▸ **REQUIRED WORK**:
Carry the court's discussion of liability for an omission forward, starting after its final sentence.

▸ **PASSAGE TO READ**:
:::
However, with an omission as opposed to positive
conduct, wrongfulness is not presumed, and for wrongfulness to be
established
reliance falls upon a legal duty. This duty arises from
public and legal policy considerations. This case rests on the
liability
attracted for an omission on the part of the M.O.T.H. In
these circumstances, a different approach than that of positive
conduct
is applicable, in addressing wrongfulness for the omission or
failure to do something.
[1]
[18]
An
omission per se is not wrongful unless it is considered to go against
legal policy or public considerations, which dictate that
a plaintiff
be compensated for the loss suffered as a result of such omission.
Thus, the approach alluded to above, involves a
further enquiry, that
being whether there was a legal duty that gave rise to delictual
liability.
[2]
Put differently an
omission does not necessarily attract liability, only if it was
culpable would it do so.
[3]
[19]
As
aptly stated by Brand JA in
The
South African Hang and Paragliding Association v Bewick
:
‘[s]ince wrongfulness is not presumed in the case of an
omission, a plaintiff who claims on this basis must plead and prove
facts relied upon to support that essential allegation (see eg
Fourways
Haulage SA (Pty) Ltd v SA National Roads
Agency
[2008] ZASCA 134
;
2009
(2) SA 150
(SCA) para 14).’
[4]
[20]
The duty to
prove negligence by conduct or omission lies on Mr Els, as the
plaintiff in the trial, as it is trite that he who alleges
must
prove. Staircases by their very nature are dangerous to traverse,
more so, if safety features are lacking and in this instance
a second
handrail was absent. Thus, even though the staircase, having only one
handrail was practical and useable, as per the expert
reports, it was
not completely safe for use by the M.O.T.H’s members and the
public, abled or disabled. It can therefore
be accepted that the
M.O.T.H’s omission in ensuring that the staircase was safe for
use by its members and the public was
a catalyst to cause potential
harm and no reasonable steps were taken to safeguard its members and
the public from this harm.
:::
▸ **SUPPLIED MATERIAL**:
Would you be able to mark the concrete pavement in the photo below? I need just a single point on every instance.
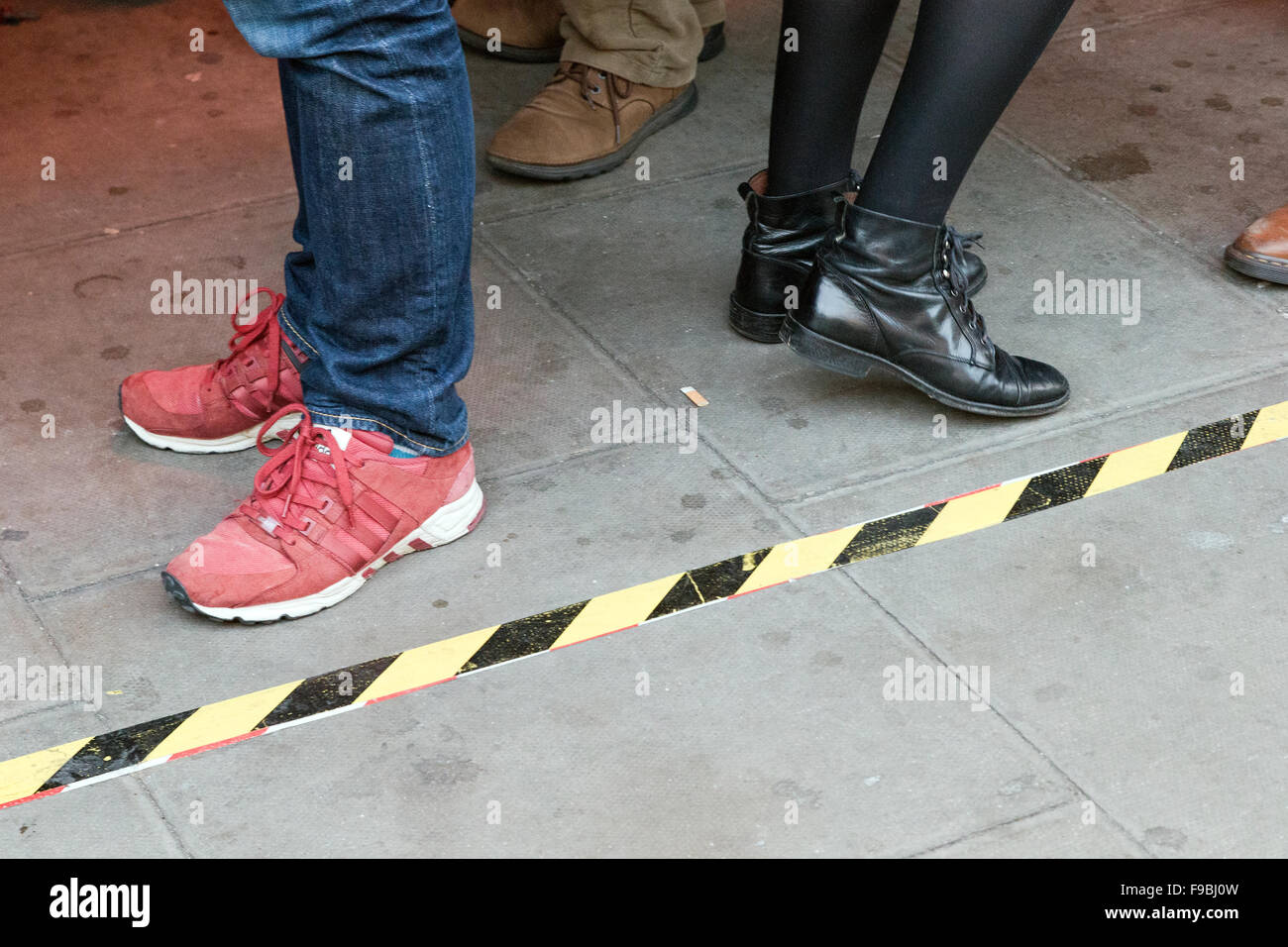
(1113, 731)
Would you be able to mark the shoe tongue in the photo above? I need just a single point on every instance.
(348, 438)
(378, 442)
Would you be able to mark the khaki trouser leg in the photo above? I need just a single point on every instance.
(648, 42)
(709, 12)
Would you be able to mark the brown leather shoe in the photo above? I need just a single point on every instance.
(529, 29)
(585, 121)
(1262, 249)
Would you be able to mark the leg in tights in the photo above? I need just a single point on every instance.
(819, 88)
(966, 62)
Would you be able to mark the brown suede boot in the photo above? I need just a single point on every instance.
(1262, 249)
(585, 121)
(528, 29)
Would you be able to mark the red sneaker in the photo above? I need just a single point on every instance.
(215, 408)
(329, 509)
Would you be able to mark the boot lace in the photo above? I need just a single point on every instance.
(295, 476)
(246, 335)
(595, 81)
(956, 245)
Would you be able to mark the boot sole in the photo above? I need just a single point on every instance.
(447, 523)
(758, 326)
(836, 356)
(1257, 265)
(670, 114)
(767, 328)
(513, 53)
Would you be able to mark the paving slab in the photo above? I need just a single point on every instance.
(1065, 831)
(1122, 672)
(745, 715)
(24, 646)
(141, 127)
(798, 429)
(120, 822)
(75, 337)
(1166, 105)
(549, 539)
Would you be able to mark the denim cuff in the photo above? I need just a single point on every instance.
(342, 416)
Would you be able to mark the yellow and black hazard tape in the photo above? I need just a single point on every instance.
(108, 755)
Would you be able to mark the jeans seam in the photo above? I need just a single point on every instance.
(296, 333)
(423, 154)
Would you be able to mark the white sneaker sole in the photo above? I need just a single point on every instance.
(223, 445)
(450, 522)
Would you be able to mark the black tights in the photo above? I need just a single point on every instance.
(966, 62)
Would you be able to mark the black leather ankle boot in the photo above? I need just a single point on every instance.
(892, 294)
(778, 248)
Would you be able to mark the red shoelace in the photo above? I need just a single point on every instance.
(283, 486)
(244, 337)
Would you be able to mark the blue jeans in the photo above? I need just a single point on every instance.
(377, 114)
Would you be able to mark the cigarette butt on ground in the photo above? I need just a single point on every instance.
(695, 395)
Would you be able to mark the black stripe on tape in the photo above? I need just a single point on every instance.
(1214, 440)
(888, 535)
(1056, 487)
(523, 637)
(326, 692)
(116, 750)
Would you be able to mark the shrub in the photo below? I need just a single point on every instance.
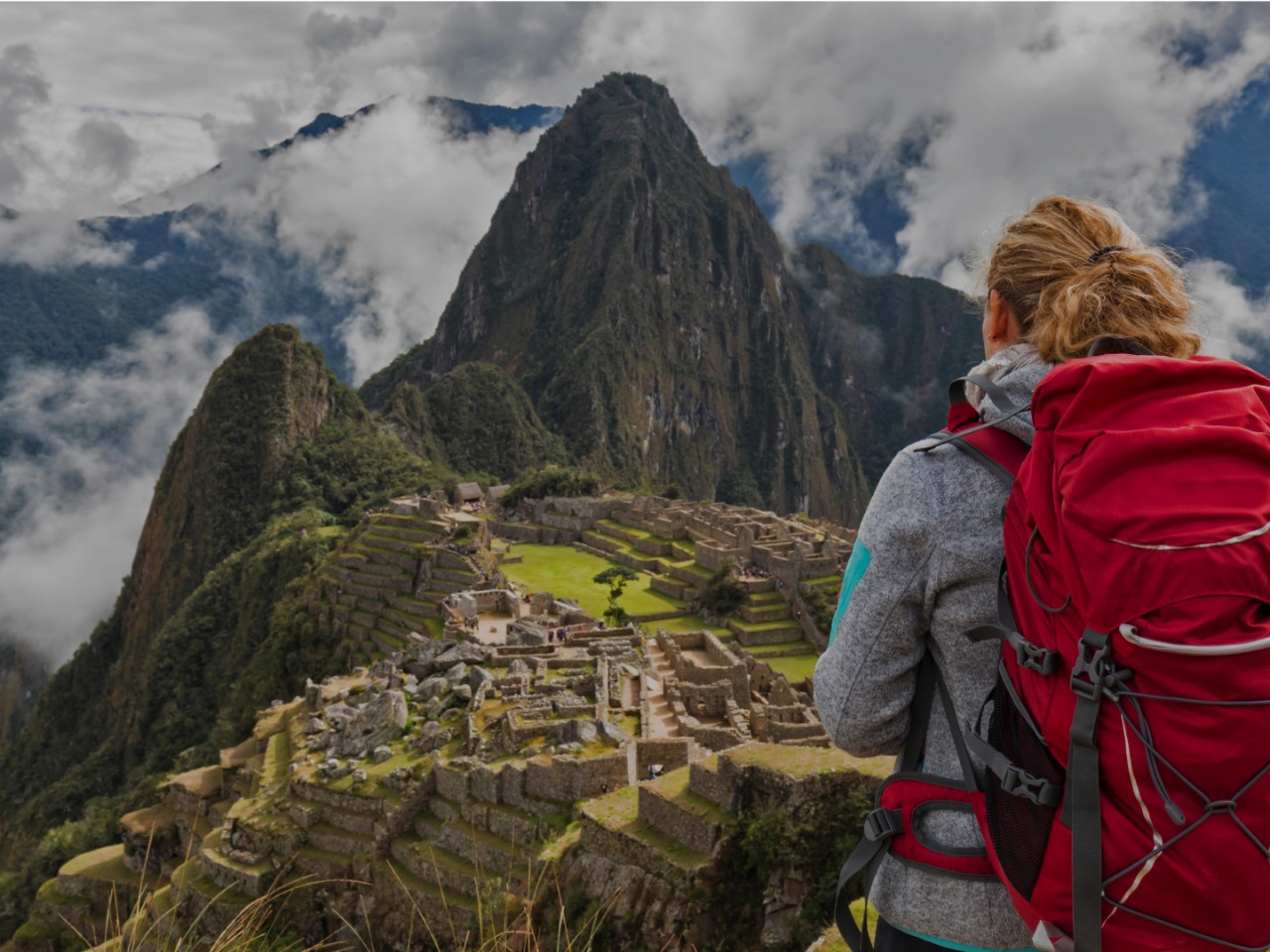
(552, 481)
(721, 595)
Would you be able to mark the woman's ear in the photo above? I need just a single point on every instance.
(1001, 322)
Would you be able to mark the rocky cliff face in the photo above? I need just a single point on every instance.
(644, 303)
(275, 451)
(884, 350)
(212, 495)
(476, 419)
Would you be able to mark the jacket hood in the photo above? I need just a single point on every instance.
(1016, 370)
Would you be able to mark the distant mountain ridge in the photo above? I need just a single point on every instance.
(649, 311)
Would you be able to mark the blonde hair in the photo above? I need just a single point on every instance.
(1075, 272)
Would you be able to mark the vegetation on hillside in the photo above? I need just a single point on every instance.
(214, 626)
(552, 481)
(645, 306)
(720, 597)
(476, 419)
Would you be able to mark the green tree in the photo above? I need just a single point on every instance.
(616, 579)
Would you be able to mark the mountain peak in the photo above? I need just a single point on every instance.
(626, 105)
(643, 302)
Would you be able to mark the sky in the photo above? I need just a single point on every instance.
(107, 103)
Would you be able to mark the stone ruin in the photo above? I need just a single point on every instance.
(721, 698)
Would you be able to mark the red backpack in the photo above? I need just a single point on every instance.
(1128, 744)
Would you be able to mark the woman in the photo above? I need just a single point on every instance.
(925, 566)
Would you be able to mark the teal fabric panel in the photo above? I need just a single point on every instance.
(959, 946)
(856, 567)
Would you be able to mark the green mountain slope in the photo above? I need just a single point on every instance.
(645, 306)
(475, 417)
(885, 348)
(208, 626)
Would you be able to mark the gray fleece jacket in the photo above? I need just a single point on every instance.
(930, 549)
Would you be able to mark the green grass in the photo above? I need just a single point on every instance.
(567, 841)
(675, 787)
(686, 622)
(795, 667)
(619, 811)
(765, 626)
(627, 530)
(807, 762)
(105, 864)
(49, 893)
(567, 572)
(824, 580)
(801, 647)
(277, 760)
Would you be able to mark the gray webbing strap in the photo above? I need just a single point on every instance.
(1083, 801)
(998, 397)
(1015, 779)
(920, 716)
(867, 857)
(962, 754)
(880, 825)
(1029, 655)
(996, 468)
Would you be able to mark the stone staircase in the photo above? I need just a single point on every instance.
(388, 580)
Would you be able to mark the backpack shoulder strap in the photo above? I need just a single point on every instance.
(1000, 452)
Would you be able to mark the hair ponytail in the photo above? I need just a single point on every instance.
(1075, 272)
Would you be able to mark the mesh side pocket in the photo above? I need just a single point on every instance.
(1019, 828)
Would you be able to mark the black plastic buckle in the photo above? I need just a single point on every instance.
(1024, 784)
(883, 824)
(1088, 670)
(1101, 675)
(1035, 658)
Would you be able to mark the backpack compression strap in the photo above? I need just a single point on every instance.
(901, 800)
(1001, 453)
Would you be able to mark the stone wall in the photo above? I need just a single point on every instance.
(529, 532)
(668, 752)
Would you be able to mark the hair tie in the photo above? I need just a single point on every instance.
(1102, 252)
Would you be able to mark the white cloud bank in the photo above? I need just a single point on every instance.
(84, 494)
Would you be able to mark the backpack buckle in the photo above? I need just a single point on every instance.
(1024, 784)
(883, 824)
(1100, 674)
(1089, 667)
(1035, 658)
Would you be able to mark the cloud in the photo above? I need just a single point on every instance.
(81, 494)
(388, 211)
(264, 126)
(23, 90)
(105, 148)
(327, 36)
(1233, 325)
(997, 105)
(48, 240)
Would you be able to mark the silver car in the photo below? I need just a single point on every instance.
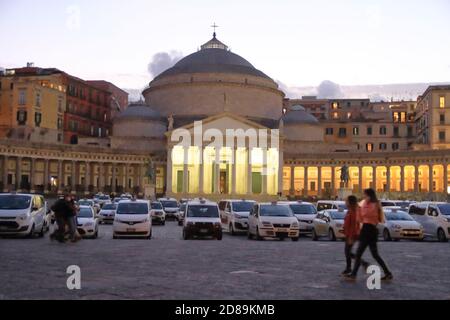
(400, 225)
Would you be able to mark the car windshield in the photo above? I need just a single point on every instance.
(242, 206)
(169, 204)
(275, 211)
(397, 216)
(444, 208)
(85, 213)
(14, 202)
(132, 208)
(156, 206)
(303, 209)
(338, 215)
(109, 207)
(195, 211)
(85, 203)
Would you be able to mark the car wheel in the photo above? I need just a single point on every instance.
(441, 236)
(42, 232)
(31, 233)
(314, 235)
(231, 228)
(258, 237)
(331, 235)
(386, 235)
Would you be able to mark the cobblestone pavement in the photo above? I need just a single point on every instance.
(167, 267)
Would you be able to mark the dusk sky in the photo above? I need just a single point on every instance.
(299, 43)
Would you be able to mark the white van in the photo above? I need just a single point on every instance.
(133, 219)
(434, 218)
(22, 214)
(234, 215)
(331, 204)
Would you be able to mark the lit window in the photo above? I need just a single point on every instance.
(441, 102)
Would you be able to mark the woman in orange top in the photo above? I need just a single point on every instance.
(370, 216)
(351, 232)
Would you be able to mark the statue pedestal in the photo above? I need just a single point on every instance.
(343, 193)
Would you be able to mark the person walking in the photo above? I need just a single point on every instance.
(371, 214)
(71, 219)
(351, 232)
(59, 208)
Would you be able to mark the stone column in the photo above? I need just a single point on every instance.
(5, 174)
(113, 178)
(60, 176)
(374, 178)
(87, 177)
(46, 175)
(32, 174)
(264, 172)
(186, 170)
(234, 172)
(217, 172)
(430, 178)
(201, 173)
(445, 178)
(319, 181)
(416, 178)
(333, 180)
(402, 178)
(280, 168)
(249, 172)
(306, 186)
(388, 178)
(73, 177)
(169, 172)
(292, 181)
(18, 173)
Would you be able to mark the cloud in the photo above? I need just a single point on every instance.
(162, 61)
(329, 90)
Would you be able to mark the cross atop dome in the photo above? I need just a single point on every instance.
(214, 43)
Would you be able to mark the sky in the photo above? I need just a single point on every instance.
(299, 43)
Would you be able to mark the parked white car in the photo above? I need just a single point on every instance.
(171, 207)
(329, 223)
(272, 220)
(157, 212)
(434, 218)
(22, 214)
(202, 220)
(330, 204)
(305, 212)
(399, 225)
(87, 222)
(133, 219)
(107, 213)
(234, 215)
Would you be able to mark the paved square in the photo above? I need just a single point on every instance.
(167, 267)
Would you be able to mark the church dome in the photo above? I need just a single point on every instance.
(213, 57)
(299, 115)
(139, 110)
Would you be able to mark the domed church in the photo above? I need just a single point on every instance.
(188, 114)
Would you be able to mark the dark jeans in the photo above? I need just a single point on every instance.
(349, 255)
(369, 238)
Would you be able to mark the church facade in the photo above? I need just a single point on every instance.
(215, 126)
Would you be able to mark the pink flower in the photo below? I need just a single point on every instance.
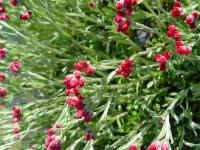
:::
▸ **OUTPUT OF THE EXERCISE**:
[21]
The
M.O.T.H conceded that it had a legal duty to take reasonable steps to
ensure the premises, inclusive of this staircase, were
safe for its
members and the public. Thus, a negligent omission on its part can be
accepted to have infringed on the policy and
legal convictions of the
public, as the appellant owed a duty to the public and its members to
ensure the safe use of the staircase.
This conduct was wrongful as
the negligent omission resulted in harm, which with reasonable care
could have been avoided. It is
thus reasonable that this conduct
gives rise to delictual liability. All things considered thus far,
this is a classic case as
stated by Brand JA in
Trustees,
Two Oceans
Aquarium
Trust
[5]
,
where ‘. . . duty of care’ in English Law ‘straddles
both elements of wrongfulness and negligence’.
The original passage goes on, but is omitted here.